# WHAT YOU WILL DO:
Take the line that has "Objective — one dot per instance of the mop" and all the lines that come after it in the records, and write them out again exactly. Add no other line.

▬▬▬▬▬▬

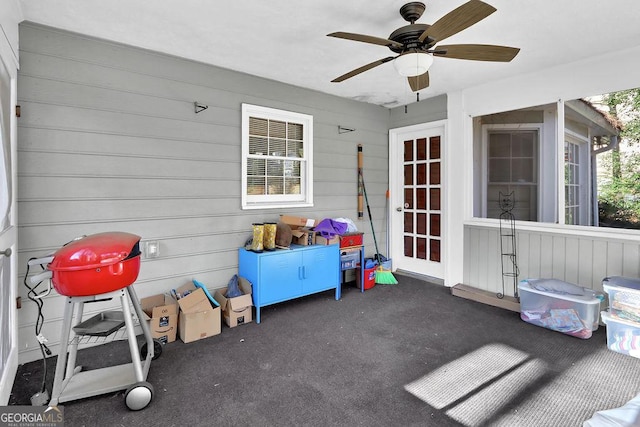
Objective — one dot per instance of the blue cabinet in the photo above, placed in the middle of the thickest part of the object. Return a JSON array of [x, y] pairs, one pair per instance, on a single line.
[[285, 274]]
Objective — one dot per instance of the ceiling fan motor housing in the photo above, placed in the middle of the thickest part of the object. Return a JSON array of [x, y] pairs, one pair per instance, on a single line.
[[408, 36]]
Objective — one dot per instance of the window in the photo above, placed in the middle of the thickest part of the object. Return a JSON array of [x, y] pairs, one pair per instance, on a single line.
[[572, 188], [277, 166], [512, 162]]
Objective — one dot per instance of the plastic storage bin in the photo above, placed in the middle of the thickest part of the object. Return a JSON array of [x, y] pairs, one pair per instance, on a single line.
[[546, 303], [349, 259], [624, 296], [623, 336], [369, 278]]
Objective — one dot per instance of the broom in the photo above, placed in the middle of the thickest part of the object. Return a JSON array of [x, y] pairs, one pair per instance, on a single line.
[[382, 276]]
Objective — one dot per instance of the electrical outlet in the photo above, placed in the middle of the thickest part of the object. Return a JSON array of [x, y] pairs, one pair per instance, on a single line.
[[152, 249]]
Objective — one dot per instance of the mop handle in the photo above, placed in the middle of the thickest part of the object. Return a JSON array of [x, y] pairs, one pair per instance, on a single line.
[[364, 190]]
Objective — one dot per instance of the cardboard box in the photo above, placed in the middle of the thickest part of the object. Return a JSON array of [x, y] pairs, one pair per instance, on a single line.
[[198, 318], [324, 241], [296, 222], [238, 310], [162, 315], [303, 237]]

▬▬▬▬▬▬

# ANSWER TO THE PROBLEM:
Objective — one dot per instance of the mop handle in the photo above, placed in the middle of the thickest part of the object. Return a JSON array of [x, y] pairs, one pair per instance, on a single line.
[[364, 190]]
Objective — one dot per instance of the cardboard box in the photo above, placed in the middle of the thickest part of the object. Return a JSON array of [x, y] pairs, one pair per instance, on a single line.
[[198, 318], [324, 241], [296, 222], [238, 310], [162, 315], [303, 237]]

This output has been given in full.